═════ SUPPLIED RECORDS

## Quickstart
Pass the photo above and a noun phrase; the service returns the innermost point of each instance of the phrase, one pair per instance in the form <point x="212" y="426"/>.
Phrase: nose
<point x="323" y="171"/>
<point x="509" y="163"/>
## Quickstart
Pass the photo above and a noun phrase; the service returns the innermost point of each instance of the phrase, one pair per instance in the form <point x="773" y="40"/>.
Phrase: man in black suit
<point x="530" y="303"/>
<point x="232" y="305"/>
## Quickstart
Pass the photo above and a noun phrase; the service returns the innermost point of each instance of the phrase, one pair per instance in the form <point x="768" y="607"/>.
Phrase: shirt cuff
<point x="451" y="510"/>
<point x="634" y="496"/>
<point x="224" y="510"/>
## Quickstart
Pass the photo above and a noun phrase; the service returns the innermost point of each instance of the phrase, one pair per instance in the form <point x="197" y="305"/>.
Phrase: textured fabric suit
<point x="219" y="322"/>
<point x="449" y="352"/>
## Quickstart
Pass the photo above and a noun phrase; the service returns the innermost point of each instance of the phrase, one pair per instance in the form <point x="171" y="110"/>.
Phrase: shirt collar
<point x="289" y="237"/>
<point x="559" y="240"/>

══════════

* _GIVEN REQUEST_
The records above should be repeated in full, exactly as given.

* _TASK ANSWER_
## Quickstart
Pass the photo above and a noun phrase; the service returns the innermost point of each instance of the phrase, one pair per instance in the form <point x="212" y="426"/>.
Phrase: nose
<point x="323" y="171"/>
<point x="509" y="163"/>
## Quickstart
Pass the photo above and a noun phrase; the service returns the innermost point of each instance of the phrase, one pair per instance in the form <point x="773" y="40"/>.
Phrase: man in black suit
<point x="530" y="303"/>
<point x="232" y="305"/>
## Quickstart
Pass the photo above and a noun phrase; the service returns the innermost point of each instance of the phrase, one pair per instance in the form <point x="768" y="607"/>.
Phrase: shirt cuff
<point x="451" y="510"/>
<point x="634" y="496"/>
<point x="224" y="510"/>
## Quickstart
Pass the photo above and a noun phrase; the service returns the innermost point of each instance of the phrase, one pair per instance in the form <point x="197" y="305"/>.
Phrase: textured fabric suit
<point x="219" y="322"/>
<point x="449" y="352"/>
## Quickstart
Pass the photo above and a noun phrase; the service returns the innermost point of each instance of the phrase, one pair per instance in the form <point x="171" y="110"/>.
Phrase: shirt collar
<point x="289" y="237"/>
<point x="559" y="240"/>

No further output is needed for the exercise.